=== Task goal ===
Would you transcribe the whole listing exactly and drop its images?

=== Source data ===
════

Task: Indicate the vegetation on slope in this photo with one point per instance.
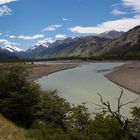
(46, 116)
(9, 131)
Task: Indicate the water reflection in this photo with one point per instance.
(82, 84)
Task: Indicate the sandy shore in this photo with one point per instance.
(127, 76)
(37, 71)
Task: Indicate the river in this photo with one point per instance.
(81, 84)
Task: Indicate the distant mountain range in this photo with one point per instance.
(111, 34)
(79, 46)
(112, 44)
(7, 51)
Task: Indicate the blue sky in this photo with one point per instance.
(24, 23)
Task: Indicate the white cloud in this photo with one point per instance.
(4, 11)
(6, 1)
(48, 40)
(10, 46)
(60, 36)
(37, 36)
(12, 36)
(120, 25)
(134, 4)
(117, 12)
(52, 28)
(65, 19)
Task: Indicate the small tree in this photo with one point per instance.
(124, 122)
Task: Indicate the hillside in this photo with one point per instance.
(127, 46)
(111, 34)
(9, 131)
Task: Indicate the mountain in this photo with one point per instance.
(126, 46)
(111, 34)
(79, 46)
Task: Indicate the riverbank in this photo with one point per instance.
(37, 71)
(127, 76)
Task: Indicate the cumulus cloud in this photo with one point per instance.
(4, 11)
(49, 40)
(60, 36)
(52, 28)
(66, 19)
(12, 36)
(37, 36)
(134, 4)
(6, 1)
(11, 46)
(120, 25)
(117, 12)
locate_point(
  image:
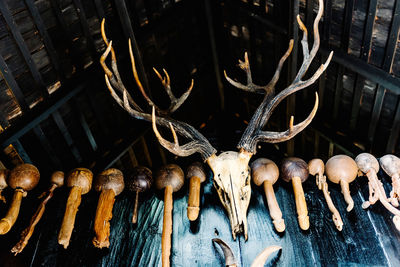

════

=== Solved exercise ===
Task: Indicate the vegetation on slope in this photo with one point per instance.
(46, 116)
(9, 131)
Task: Indicate the water reflection in this photo with one point per instance.
(82, 84)
Task: Indicate the sandy shore in this photo with one point per instance.
(127, 76)
(37, 71)
Task: Indicate the river in this photo with one point per instance.
(81, 84)
Task: Indicate the distant mountain range in this photo with one point per instance.
(111, 34)
(79, 46)
(112, 44)
(7, 51)
Task: Indicate the blue sky in this photo with one point per instance.
(24, 23)
Task: Indicate the white cloud in this photo with one point per instance.
(4, 11)
(6, 1)
(48, 40)
(10, 46)
(60, 36)
(37, 36)
(12, 36)
(120, 25)
(134, 4)
(117, 12)
(52, 28)
(65, 19)
Task: Indicate the small tree in this photo with one point per instance.
(124, 122)
Task: Indicate the hillside in this photo with one point per instance.
(127, 46)
(111, 34)
(9, 131)
Task: Indicate the mountain in this photo with one point per instance.
(126, 46)
(111, 34)
(79, 46)
Task: Indicate the riverbank in this photo with one point per instance.
(37, 71)
(127, 76)
Task: Indicate the cumulus cloud in this photo with one point per instance.
(4, 11)
(49, 40)
(60, 36)
(52, 28)
(66, 19)
(12, 36)
(37, 36)
(134, 4)
(6, 1)
(11, 46)
(120, 25)
(117, 12)
locate_point(
  image:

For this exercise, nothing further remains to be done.